Task objective: Swap every "put a marker on" in the material below for "place a point on", and leave everything else as it stands.

-- BEGIN --

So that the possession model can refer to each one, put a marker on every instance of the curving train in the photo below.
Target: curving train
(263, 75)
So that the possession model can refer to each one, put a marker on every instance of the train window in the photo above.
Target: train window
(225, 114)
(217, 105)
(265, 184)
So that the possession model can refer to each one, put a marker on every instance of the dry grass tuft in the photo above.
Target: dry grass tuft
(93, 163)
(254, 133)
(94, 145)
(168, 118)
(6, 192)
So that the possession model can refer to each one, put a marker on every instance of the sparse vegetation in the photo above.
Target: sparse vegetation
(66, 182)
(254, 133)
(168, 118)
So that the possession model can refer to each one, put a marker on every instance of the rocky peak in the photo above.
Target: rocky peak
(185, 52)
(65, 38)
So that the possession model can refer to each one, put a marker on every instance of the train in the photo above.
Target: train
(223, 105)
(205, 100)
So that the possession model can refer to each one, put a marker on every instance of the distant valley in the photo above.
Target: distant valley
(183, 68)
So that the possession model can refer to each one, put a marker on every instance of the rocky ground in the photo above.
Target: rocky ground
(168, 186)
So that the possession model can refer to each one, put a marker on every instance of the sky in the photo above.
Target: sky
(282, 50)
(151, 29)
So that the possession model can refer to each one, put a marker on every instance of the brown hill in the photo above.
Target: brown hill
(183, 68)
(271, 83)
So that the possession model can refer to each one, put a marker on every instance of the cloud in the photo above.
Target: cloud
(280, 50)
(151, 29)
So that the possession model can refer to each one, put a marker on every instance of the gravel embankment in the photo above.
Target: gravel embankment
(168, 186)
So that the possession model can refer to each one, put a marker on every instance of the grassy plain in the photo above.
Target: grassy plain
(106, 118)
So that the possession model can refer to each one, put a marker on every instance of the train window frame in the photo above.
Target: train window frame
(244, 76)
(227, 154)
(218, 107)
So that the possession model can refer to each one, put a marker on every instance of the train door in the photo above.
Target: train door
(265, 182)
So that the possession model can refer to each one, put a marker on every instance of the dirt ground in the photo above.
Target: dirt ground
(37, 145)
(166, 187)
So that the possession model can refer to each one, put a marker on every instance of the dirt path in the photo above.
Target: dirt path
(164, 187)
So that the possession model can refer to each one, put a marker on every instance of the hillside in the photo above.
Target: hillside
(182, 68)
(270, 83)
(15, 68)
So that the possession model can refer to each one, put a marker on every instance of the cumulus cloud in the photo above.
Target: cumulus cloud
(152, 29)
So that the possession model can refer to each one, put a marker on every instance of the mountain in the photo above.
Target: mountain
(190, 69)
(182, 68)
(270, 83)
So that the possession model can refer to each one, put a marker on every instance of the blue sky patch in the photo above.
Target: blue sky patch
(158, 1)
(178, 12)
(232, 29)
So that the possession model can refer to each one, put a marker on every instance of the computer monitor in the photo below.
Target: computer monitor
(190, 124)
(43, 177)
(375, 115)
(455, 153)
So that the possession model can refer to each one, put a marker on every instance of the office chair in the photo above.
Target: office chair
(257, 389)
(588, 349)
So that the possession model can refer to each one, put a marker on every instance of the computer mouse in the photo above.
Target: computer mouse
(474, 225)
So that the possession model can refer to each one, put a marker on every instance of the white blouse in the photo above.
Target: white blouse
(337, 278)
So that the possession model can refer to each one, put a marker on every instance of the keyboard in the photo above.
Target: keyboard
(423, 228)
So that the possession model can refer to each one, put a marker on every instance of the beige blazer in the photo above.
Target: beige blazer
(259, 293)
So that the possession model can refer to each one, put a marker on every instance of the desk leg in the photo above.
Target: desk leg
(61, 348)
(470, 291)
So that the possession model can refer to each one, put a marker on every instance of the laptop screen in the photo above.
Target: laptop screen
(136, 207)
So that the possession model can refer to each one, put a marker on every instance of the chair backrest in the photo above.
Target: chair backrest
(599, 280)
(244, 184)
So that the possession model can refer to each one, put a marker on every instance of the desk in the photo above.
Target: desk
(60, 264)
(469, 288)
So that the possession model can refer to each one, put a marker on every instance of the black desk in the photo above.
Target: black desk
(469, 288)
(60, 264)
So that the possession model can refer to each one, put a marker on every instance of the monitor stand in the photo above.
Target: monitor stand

-- END --

Result of this task:
So that the possession model can refer to each one, place a point on every instance of the curving train in the photo below.
Target: curving train
(263, 75)
So that the possession model can refer to each one, place a point on every instance of the train window in the photo above.
Target: train window
(225, 114)
(217, 105)
(265, 184)
So that the possession model can refer to each one, place a point on every instance of the dry grass tuft in the photo above.
Target: dry grass tuft
(93, 163)
(254, 133)
(94, 145)
(168, 118)
(6, 192)
So that the possession model can refer to each one, place a point on every instance of the sparse vegetation in the photo above.
Target: sparse vegetation
(66, 182)
(254, 133)
(168, 118)
So that the possession model can refer to each one, place a point on every instance of the rocky peak in the photo above.
Target: rocky peak
(185, 52)
(65, 38)
So that the possession model can refer to each one, place a point on every instance of the train in the photo above.
Target: train
(223, 105)
(205, 100)
So that the possession model can refer to each one, place a point on every instance of the distant valley in the photo above.
Target: distant valley
(183, 68)
So that the possession model can refer to each one, place a point on every instance of the rocky ground in the photo above.
Target: rocky ground
(168, 186)
So that the possession model can refer to each one, place a point on every instance of the sky in the photo above.
Target: sky
(282, 50)
(151, 29)
So that the possession model can refer to each one, place a point on every instance of the brown hill in the photo above.
Target: brown hill
(183, 68)
(271, 83)
So that the possession model can refer to each one, place a point on every instance of the cloud in the photo above.
Target: cloud
(280, 50)
(151, 29)
So that the possession model can refer to each one, place a point on every instance of the gravel embankment in the photo above.
Target: gravel embankment
(168, 186)
So that the possession model can refer to each one, place a point on every instance of the grassy plain in the photo above.
Target: grassy plain
(106, 118)
So that the possession model can refer to each one, place a point on every instance of the train window frame in the photo above.
Target: train window frame
(244, 76)
(227, 154)
(218, 107)
So that the possession model can refer to each one, place a point on every instance of the train door in the photo above.
Target: train door
(265, 182)
So that the possession model can refer to each one, place a point on every instance of the dirt ground in the photo above.
Target: dirt ground
(37, 145)
(166, 187)
So that the possession model can refer to each one, place a point on every instance of the dirt path in the photo above.
Target: dirt path
(164, 187)
So that the possession model can refer to each one, place a point on every instance of the hillside in the photo above.
Target: hillside
(182, 68)
(270, 83)
(15, 68)
So that the possession model can refer to each one, place a point on every instance of the cumulus cloud in the photo above.
Target: cumulus cloud
(152, 29)
So that the possession model can refer to each one, place a point on every instance of the mountain in the photo above.
Target: mountain
(190, 69)
(182, 68)
(270, 83)
So that the possession model can refer to each one, place a point on every instance of the blue sky patch in the photo above.
Target: blue sky patch
(158, 1)
(178, 12)
(232, 29)
So that the possession model can refer to each one, place a point on every instance of the computer monitor in the photo below.
Target: computer monitor
(190, 124)
(43, 177)
(375, 115)
(455, 153)
So that the possession model can refer to each one, place a point on every instance of the office chair in the photo above.
Target: office chair
(257, 389)
(588, 349)
So that the possession model can refer to each one, place a point on every instance of the computer mouse in the photo above.
Target: computer mouse
(474, 225)
So that the possession model can refer to each one, place a point on every instance of the white blouse in the photo above.
Target: white blouse
(337, 278)
So that the possession model can refer to each one, place a point on every instance of the keyboard in the photo above.
Target: keyboard
(423, 228)
So that the possession model can refer to each one, place a point on every instance of the beige blazer in the photo above.
Target: beige blazer
(259, 293)
So that the possession model can refer to each one, place a point on every instance of the desk leg in the photo above.
Target: desk leg
(61, 348)
(470, 291)
So that the possession model can refer to each one, place a point on every instance of the laptop screen in the photo above.
Target: laptop screen
(136, 207)
So that the possession model can refer to each one, place a point on every instance of the chair backrest in the photo above.
Target: chair backrest
(599, 280)
(244, 184)
So that the possession model can refer to each one, place a point on every instance of the desk in the photo above.
Target: desk
(60, 264)
(469, 288)
So that the possession model can refer to each one, place a point on every instance of the black desk in the photo above.
Target: black desk
(469, 288)
(60, 264)
So that the possession model can refer to each one, place a point on every instance of the monitor stand in the photo above.
Target: monitor stand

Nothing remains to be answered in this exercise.